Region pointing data
******************************

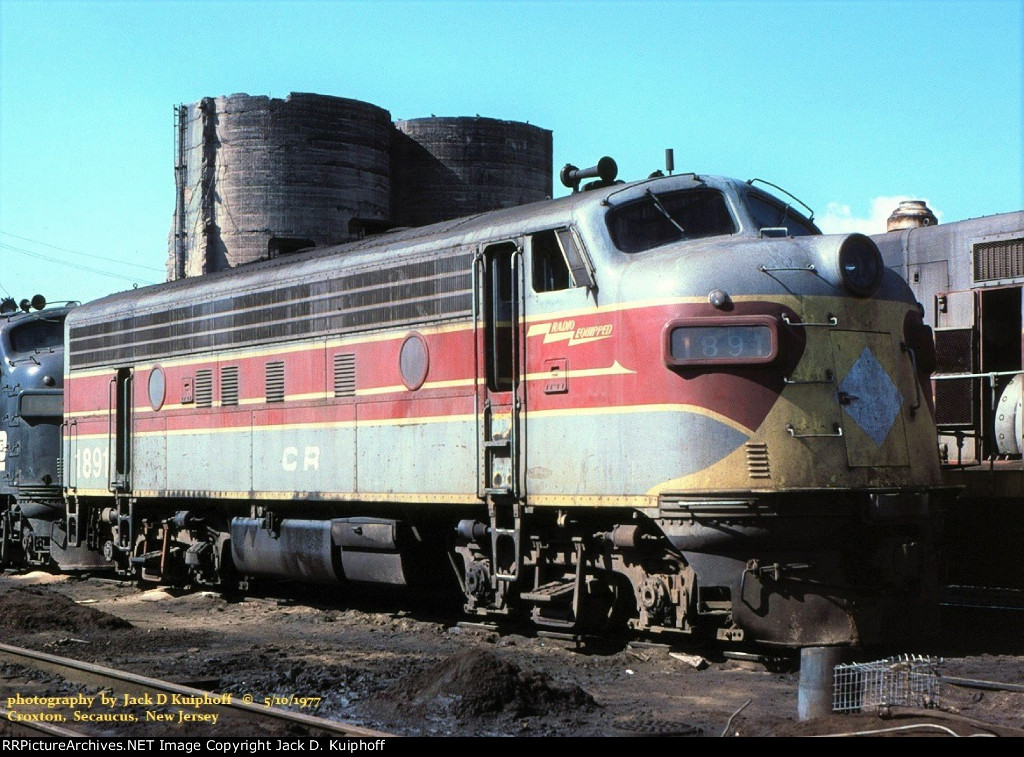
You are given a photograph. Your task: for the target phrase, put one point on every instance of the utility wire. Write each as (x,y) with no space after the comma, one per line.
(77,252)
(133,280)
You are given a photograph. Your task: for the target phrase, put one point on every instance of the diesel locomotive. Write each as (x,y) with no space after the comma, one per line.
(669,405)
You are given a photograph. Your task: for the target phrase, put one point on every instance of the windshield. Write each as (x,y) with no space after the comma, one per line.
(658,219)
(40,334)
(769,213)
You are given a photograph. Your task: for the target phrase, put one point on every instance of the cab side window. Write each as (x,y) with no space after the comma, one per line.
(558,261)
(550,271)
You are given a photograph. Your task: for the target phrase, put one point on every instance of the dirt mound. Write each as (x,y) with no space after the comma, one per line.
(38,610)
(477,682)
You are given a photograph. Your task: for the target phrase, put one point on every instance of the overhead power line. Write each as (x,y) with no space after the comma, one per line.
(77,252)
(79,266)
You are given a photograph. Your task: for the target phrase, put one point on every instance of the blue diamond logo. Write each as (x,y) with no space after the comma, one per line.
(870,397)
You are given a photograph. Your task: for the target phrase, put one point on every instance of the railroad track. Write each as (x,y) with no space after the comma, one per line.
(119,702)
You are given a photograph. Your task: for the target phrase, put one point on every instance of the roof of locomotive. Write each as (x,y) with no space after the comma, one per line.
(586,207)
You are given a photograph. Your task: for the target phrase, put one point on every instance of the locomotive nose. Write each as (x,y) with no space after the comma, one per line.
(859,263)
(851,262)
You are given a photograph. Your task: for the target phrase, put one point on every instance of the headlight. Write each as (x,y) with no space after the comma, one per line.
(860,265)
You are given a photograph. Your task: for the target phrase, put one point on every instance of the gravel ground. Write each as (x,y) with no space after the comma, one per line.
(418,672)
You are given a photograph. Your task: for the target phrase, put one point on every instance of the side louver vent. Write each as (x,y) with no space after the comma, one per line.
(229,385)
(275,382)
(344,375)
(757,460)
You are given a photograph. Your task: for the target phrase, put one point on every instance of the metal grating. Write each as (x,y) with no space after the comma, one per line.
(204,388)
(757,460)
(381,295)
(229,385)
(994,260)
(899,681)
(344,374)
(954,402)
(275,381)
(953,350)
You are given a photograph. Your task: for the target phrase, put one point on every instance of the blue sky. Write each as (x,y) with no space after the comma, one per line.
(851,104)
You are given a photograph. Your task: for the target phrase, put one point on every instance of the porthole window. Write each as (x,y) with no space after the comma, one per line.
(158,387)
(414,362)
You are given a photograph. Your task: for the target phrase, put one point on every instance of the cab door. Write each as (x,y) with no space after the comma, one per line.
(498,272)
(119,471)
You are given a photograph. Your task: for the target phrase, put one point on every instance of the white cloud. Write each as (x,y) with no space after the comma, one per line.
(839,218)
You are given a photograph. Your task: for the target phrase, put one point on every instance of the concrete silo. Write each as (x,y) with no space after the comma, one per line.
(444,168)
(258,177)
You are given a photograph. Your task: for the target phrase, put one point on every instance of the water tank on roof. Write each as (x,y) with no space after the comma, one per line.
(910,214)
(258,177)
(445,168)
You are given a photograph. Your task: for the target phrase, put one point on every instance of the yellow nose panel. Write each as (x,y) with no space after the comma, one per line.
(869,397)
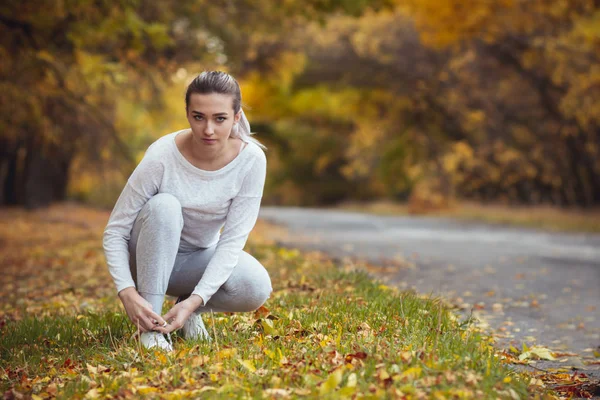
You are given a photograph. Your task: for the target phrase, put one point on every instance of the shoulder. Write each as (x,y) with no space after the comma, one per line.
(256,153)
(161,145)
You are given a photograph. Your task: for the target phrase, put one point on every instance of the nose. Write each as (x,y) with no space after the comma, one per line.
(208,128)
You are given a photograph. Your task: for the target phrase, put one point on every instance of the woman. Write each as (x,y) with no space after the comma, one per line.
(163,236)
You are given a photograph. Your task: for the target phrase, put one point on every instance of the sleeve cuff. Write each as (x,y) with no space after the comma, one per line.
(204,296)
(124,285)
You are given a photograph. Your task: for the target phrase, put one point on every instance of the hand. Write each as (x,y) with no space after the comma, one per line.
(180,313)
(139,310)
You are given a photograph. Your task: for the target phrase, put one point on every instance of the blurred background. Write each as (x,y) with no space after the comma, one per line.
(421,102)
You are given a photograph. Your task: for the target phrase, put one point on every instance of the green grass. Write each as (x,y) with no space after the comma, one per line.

******************************

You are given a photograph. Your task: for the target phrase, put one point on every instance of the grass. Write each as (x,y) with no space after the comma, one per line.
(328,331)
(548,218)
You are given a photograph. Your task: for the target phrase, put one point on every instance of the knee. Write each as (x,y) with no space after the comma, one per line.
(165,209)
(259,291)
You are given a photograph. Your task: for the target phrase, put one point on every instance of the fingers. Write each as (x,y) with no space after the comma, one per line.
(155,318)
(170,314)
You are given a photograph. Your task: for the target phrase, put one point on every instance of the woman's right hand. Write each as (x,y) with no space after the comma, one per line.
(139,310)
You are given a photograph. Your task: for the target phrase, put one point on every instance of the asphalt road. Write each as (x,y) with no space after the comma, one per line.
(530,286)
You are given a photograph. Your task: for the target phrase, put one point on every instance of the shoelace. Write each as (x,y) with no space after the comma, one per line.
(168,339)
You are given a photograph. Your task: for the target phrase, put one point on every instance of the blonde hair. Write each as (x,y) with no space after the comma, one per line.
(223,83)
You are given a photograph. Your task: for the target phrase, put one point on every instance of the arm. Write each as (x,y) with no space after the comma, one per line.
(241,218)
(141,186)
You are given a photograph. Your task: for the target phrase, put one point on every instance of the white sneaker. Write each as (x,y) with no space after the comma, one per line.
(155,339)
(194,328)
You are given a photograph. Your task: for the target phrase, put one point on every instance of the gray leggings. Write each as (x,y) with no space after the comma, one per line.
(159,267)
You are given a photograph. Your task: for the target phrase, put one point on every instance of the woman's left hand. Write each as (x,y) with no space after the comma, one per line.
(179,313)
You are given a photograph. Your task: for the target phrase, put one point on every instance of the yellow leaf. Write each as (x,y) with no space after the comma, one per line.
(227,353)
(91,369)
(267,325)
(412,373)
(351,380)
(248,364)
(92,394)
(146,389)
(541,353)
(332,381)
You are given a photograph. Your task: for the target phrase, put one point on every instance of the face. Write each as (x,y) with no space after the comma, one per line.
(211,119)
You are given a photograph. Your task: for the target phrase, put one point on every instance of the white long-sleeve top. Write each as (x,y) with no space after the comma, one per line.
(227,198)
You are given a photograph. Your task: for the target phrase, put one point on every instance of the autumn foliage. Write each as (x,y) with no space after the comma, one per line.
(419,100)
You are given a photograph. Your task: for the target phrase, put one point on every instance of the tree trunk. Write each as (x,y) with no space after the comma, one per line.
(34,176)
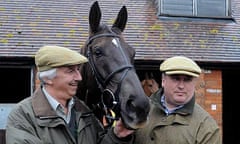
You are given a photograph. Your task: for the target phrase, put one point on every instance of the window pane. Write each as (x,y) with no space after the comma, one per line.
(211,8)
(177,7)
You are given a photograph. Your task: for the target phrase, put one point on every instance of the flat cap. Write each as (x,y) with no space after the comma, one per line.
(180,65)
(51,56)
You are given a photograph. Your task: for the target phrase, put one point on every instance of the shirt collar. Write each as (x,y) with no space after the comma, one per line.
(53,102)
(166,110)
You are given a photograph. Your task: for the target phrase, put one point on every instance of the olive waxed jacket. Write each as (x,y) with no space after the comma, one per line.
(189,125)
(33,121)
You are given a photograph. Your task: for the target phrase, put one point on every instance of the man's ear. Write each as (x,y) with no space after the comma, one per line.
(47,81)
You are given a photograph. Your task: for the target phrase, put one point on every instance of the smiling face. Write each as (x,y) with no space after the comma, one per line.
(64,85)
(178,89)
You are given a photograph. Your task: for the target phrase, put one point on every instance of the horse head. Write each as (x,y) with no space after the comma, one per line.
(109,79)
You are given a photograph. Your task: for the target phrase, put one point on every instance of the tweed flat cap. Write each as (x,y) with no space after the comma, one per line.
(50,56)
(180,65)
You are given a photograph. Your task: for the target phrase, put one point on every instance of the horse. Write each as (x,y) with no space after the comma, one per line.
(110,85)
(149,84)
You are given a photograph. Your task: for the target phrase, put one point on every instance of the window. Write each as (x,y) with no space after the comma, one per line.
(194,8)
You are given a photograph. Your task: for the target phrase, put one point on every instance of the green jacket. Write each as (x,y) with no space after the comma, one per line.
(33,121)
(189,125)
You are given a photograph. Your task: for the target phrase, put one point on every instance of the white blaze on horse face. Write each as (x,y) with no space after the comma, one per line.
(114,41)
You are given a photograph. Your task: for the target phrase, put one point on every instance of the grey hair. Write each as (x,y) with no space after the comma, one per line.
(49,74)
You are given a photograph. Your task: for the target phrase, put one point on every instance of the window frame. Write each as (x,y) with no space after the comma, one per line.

******************************

### TASK GOAL
From the records above, retype only the lines starting at the line that contains "of the blurred" and ending at the line that contains "the green grass.", both included.

### SOLUTION TO THIS TASK
You are given a photograph. Your task: for the target phrase, put one point on every instance of the blurred background. Write each as (x,y) with no space after the comma, one per line.
(421,102)
You are given a photograph. Your task: for the target phrase, put one point on every instance of the green grass. Write each as (x,y) with no space after the comma, one per line.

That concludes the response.